• _Given passage_

-- Opening Marker --

Skip to Content

Get Rid Of Cankerworms From Your Trees With These 3 Tried-And-True Methods

Get Rid Of Cankerworms From Your Trees With These 3 Tried-And-True Methods

Sharing is caring!

I don’t even remember how many times my fellow gardeners warned me about tree pests. I knew these tiny creatures were dangerous but, obviously, I didn’t know enough. 

This was until my maple got seriously infected by a super small yet very destructive cankerworm! This is actually a type of caterpillar and there’s a huge reason why it has such a bad reputation.

It takes a little time for the cankerworms to weaken trees after munching on their foliage. As a result, trees become susceptible to many diseases and that’s when things get too serious. 

The main issue is that cankerworms can attack many tree species, such as cherries, apples, and oaks. This means no one is safe!

I simply didn’t want to lose my maple, so I did everything to save it. Luckily, there are a few methods that can help you eliminate cankerworms once and for all. 

But there’s no need for you to go with the trial and error method because I’ll show you the 3 that work best:

1. Spinosad For Severe Infestation

As soon as I hear the word chemical, I’m no longer interested in such treatments for my plants. Well, there are some natural insecticides you can use in organic gardening.

The best example is spinosad, which is derived from the soil bacterium and is commonly used for pest control.

Scientists use the term nerve toxin to describe this substance. It’s basically a compound that leads to paralysis and entirely eliminates cankerworms and other pests after they ingest it.

I sprayed the leaves of my tree with a spinosad solution. If you have fruit trees infested with cankerworms, you can also spray the fruits themselves.

2. BT For Larvae Destruction

Look, I’m not into abbreviations and the modern uses of language but this has to be done this way. BT stands for Bacillus thuringiensis (too hard to pronounce) and it’s a type of bacterium that appears naturally in the soil.

Yes, the name sounds complicated, but this is an excellent way to combat annoying cankerworms. Its main target is the larvae and it isn’t dangerous for beneficial insects on your tree. 

You’ll have the most success if you apply this solution in spring and spray only the infested foliage

3. Horticultural Oils For Less Dangerous Cases

If you’re lucky enough and cankerworms haven’t done a lot of damage to your tree, you can go with an old-school method: horticultural oils.

-- Closing Marker --

• _Questions on the material_
1. Update the cankerworm article between "Look, I’m not" and "method: horticultural oils.", inclusive, so that "spring" is replaced with "early spring".
2. Write the next part of the article on getting rid of cankerworms, picking up after its final sentence.
The dataset records have no connection to the cankerworm article.

Dataset records:
-- Opening Marker --

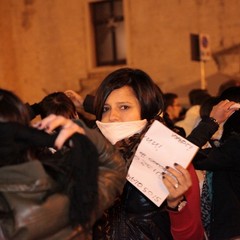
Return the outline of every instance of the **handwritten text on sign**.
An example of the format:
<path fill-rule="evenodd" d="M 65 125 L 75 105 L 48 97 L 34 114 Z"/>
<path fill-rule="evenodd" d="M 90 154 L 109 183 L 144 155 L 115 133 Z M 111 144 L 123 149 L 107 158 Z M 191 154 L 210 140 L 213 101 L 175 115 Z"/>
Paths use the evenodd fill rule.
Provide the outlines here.
<path fill-rule="evenodd" d="M 186 168 L 197 150 L 197 146 L 154 121 L 138 146 L 127 180 L 160 206 L 168 196 L 162 182 L 165 167 L 178 163 Z"/>

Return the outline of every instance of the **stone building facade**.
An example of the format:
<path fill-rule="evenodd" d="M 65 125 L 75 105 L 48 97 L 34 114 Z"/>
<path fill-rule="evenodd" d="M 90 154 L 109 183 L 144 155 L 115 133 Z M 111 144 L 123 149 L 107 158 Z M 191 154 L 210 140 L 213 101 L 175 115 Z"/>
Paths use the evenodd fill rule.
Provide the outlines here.
<path fill-rule="evenodd" d="M 24 101 L 73 89 L 85 95 L 109 72 L 134 67 L 187 104 L 240 73 L 239 0 L 122 0 L 126 63 L 97 66 L 96 0 L 0 0 L 0 87 Z M 111 27 L 111 26 L 110 26 Z M 209 36 L 210 60 L 191 59 L 191 34 Z"/>

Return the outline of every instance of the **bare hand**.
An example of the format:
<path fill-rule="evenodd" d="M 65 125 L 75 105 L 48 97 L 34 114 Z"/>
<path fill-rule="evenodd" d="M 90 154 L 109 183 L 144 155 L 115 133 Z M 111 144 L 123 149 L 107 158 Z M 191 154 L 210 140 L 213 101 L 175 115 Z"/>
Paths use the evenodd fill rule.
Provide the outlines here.
<path fill-rule="evenodd" d="M 176 207 L 187 190 L 192 186 L 192 180 L 188 170 L 176 164 L 175 169 L 167 167 L 163 173 L 163 183 L 169 191 L 167 204 L 169 207 Z"/>
<path fill-rule="evenodd" d="M 60 149 L 63 146 L 64 142 L 74 133 L 85 134 L 84 129 L 78 126 L 72 120 L 53 114 L 35 123 L 33 127 L 44 130 L 47 133 L 52 133 L 54 129 L 61 127 L 60 133 L 58 134 L 55 141 L 55 147 L 57 149 Z"/>
<path fill-rule="evenodd" d="M 236 102 L 229 100 L 219 102 L 212 108 L 210 117 L 216 119 L 219 124 L 225 122 L 236 110 L 239 109 L 234 107 L 235 104 Z"/>

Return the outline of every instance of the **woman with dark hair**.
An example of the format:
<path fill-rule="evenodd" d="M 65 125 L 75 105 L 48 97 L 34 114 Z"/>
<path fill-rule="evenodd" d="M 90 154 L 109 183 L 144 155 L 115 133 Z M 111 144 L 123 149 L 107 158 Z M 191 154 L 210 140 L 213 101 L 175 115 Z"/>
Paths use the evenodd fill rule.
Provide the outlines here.
<path fill-rule="evenodd" d="M 120 150 L 128 167 L 151 123 L 163 121 L 163 109 L 161 90 L 139 69 L 112 72 L 95 95 L 96 124 Z M 199 185 L 193 166 L 168 167 L 162 179 L 169 195 L 160 207 L 127 182 L 114 206 L 95 224 L 94 239 L 203 239 Z"/>
<path fill-rule="evenodd" d="M 219 101 L 239 103 L 240 87 L 226 89 Z M 201 150 L 193 161 L 196 169 L 208 172 L 205 225 L 210 240 L 240 239 L 240 112 L 231 106 L 225 111 L 234 113 L 223 124 L 218 145 Z"/>
<path fill-rule="evenodd" d="M 82 122 L 50 115 L 38 130 L 29 119 L 23 102 L 0 89 L 0 239 L 91 239 L 122 191 L 121 157 Z"/>

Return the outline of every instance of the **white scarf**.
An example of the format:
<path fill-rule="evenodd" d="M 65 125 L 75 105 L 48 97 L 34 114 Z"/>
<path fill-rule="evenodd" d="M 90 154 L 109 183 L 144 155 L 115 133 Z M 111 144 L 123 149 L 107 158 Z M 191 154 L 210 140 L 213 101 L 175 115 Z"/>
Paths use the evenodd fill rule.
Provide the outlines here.
<path fill-rule="evenodd" d="M 135 133 L 141 132 L 146 126 L 147 120 L 111 123 L 96 121 L 96 124 L 102 134 L 114 145 L 124 138 L 131 137 Z"/>

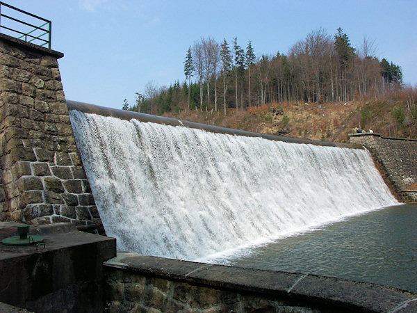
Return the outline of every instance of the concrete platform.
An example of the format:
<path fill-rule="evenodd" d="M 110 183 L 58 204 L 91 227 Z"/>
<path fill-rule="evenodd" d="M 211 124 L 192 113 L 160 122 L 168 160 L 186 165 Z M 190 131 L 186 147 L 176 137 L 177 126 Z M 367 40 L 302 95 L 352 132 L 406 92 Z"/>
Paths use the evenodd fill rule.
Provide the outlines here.
<path fill-rule="evenodd" d="M 0 239 L 16 235 L 17 225 L 0 222 Z M 102 312 L 102 263 L 116 255 L 115 239 L 70 223 L 31 226 L 31 234 L 45 244 L 0 244 L 0 301 L 35 312 Z"/>

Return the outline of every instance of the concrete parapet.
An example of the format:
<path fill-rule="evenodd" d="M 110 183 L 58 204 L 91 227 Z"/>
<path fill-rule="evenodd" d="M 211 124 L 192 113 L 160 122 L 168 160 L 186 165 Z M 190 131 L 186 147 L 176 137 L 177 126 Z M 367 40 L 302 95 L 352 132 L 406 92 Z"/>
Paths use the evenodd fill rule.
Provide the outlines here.
<path fill-rule="evenodd" d="M 104 262 L 107 310 L 119 312 L 395 312 L 417 294 L 384 286 L 118 252 Z"/>
<path fill-rule="evenodd" d="M 97 224 L 57 60 L 0 34 L 0 220 Z"/>

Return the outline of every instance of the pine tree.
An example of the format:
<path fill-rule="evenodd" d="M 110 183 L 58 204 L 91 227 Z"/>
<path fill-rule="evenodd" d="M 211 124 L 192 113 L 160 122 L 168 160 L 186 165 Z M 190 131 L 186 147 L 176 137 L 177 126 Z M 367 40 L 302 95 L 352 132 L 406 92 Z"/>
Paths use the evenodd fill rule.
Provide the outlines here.
<path fill-rule="evenodd" d="M 249 107 L 250 108 L 250 67 L 251 65 L 254 63 L 255 61 L 255 54 L 254 54 L 254 49 L 252 47 L 252 42 L 250 40 L 249 43 L 247 44 L 247 47 L 246 48 L 246 64 L 247 65 L 247 67 L 249 68 Z"/>
<path fill-rule="evenodd" d="M 194 65 L 193 64 L 193 56 L 191 54 L 191 47 L 187 50 L 187 55 L 186 56 L 186 61 L 184 61 L 184 74 L 186 74 L 186 79 L 188 80 L 188 109 L 190 109 L 190 83 L 191 77 L 193 77 L 193 72 L 194 72 Z"/>
<path fill-rule="evenodd" d="M 243 70 L 245 69 L 245 56 L 244 51 L 240 46 L 238 45 L 238 38 L 235 37 L 233 40 L 233 48 L 235 51 L 234 58 L 234 70 L 235 70 L 235 88 L 236 88 L 236 110 L 238 109 L 238 73 L 239 77 L 241 76 Z M 240 100 L 242 100 L 240 99 Z M 242 105 L 243 106 L 243 105 Z M 243 108 L 242 107 L 242 109 Z"/>
<path fill-rule="evenodd" d="M 122 106 L 122 110 L 129 110 L 129 102 L 126 98 L 124 100 L 123 100 L 123 106 Z"/>
<path fill-rule="evenodd" d="M 227 91 L 227 77 L 230 72 L 231 67 L 231 54 L 229 49 L 229 44 L 224 38 L 224 41 L 222 44 L 222 49 L 220 50 L 220 59 L 222 61 L 222 72 L 223 73 L 223 104 L 224 105 L 224 115 L 226 115 L 226 93 Z"/>
<path fill-rule="evenodd" d="M 350 46 L 350 40 L 341 28 L 337 29 L 334 35 L 334 47 L 338 56 L 341 66 L 341 91 L 343 95 L 343 100 L 348 100 L 348 89 L 346 83 L 346 69 L 349 67 L 354 56 L 354 48 Z"/>

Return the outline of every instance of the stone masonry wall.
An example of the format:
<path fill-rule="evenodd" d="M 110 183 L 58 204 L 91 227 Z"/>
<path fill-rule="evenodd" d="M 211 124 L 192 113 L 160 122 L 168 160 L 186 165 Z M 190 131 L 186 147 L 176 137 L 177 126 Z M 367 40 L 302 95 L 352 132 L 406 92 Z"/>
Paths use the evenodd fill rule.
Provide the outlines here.
<path fill-rule="evenodd" d="M 249 295 L 120 270 L 108 270 L 106 283 L 108 312 L 320 312 L 267 295 Z"/>
<path fill-rule="evenodd" d="M 415 312 L 417 294 L 313 274 L 117 252 L 104 263 L 105 312 Z"/>
<path fill-rule="evenodd" d="M 96 223 L 57 59 L 0 34 L 0 220 Z"/>
<path fill-rule="evenodd" d="M 417 201 L 417 140 L 352 134 L 350 143 L 364 145 L 382 166 L 404 200 Z"/>

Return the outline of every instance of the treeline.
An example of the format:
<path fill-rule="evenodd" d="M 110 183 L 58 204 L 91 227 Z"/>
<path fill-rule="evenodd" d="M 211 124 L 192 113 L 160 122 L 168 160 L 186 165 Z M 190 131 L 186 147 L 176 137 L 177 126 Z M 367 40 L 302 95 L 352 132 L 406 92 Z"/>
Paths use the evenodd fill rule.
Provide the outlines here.
<path fill-rule="evenodd" d="M 348 102 L 377 98 L 401 88 L 401 67 L 375 56 L 373 41 L 364 37 L 353 47 L 338 29 L 334 35 L 323 29 L 310 32 L 287 55 L 256 57 L 252 41 L 244 49 L 236 38 L 201 38 L 186 52 L 186 81 L 170 87 L 150 81 L 136 103 L 125 99 L 123 109 L 161 114 L 195 109 L 243 110 L 268 102 Z"/>

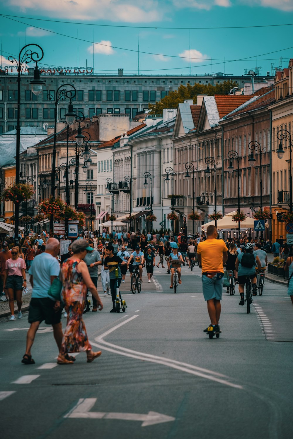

-- Closing Marker --

• _Expected outputs_
1.
Look, I’m not into abbreviations and the modern uses of language but this has to be done this way. BT stands for Bacillus thuringiensis (too hard to pronounce) and it’s a type of bacterium that appears naturally in the soil.

Yes, the name sounds complicated, but this is an excellent way to combat annoying cankerworms. Its main target is the larvae and it isn’t dangerous for beneficial insects on your tree. 

You’ll have the most success if you apply this solution in early spring and spray only the infested foliage

3. Horticultural Oils For Less Dangerous Cases

If you’re lucky enough and cankerworms haven’t done a lot of damage to your tree, you can go with an old-school method: horticultural oils.

2.
The thing is that these oils might help in the cases of severe infestation but you would need to apply them repeatedly. Their main role is to coat the tiny bodies of cankerworms and suffocate them

This does sound like a cruel way to get rid of pests but it’s either them or our trees. 

After you spray the tree leaves infested with cankerworms, the oils will smother the larvae and they won’t be able to hatch anymore.

The great news is that horticultural oils don’t pose a threat to other beneficial organisms or wildlife. 

But Prevention Is The Best Medicine!

I wish I could tell you that there’s some magical ingredient that will keep all your plants protected from all pests. Such a thing obviously doesn’t exist but something is pretty close. 

Of course, I’m talking about prevention, and that’s exactly your main weapon against cankerworms. 

A healthy tree is always less susceptible to pests, so ensuring the best possible conditions for your green giants should be your priority. 

One of the first things on your tree care to-do-list is pruning. Regular pruning will increase the airflow within the tree canopy and it won’t be very attractive to any annoying creatures. 

And make sure to always remove the dead, damaged, or diseased branches or leaves because they keep spending tree energy, making it weaker. 

Next, meet your tree’s water, nutrient, and light requirements. Each tree is different, so you should check specific care needs for yours.

Last, but definitely not least, inspect your trees for pests and diseases! I know that many of you skip this part but trust me, it can save you so much trouble.

None of the insects or bacteria will put your tree in danger if you catch it early enough and treat it. If there are holes in the leaves or they start dropping, inspect closely for cankerworms. 

You may see that some gardeners put sticky barriers on the tree’s trunk so that these notorious creatures can’t reach the canopy. Well, you can try it but I didn’t notice any differences. You know what they say, don’t underestimate your enemy!

Ready to enter the battle against cankerworms? The winner, I mean you, takes it all!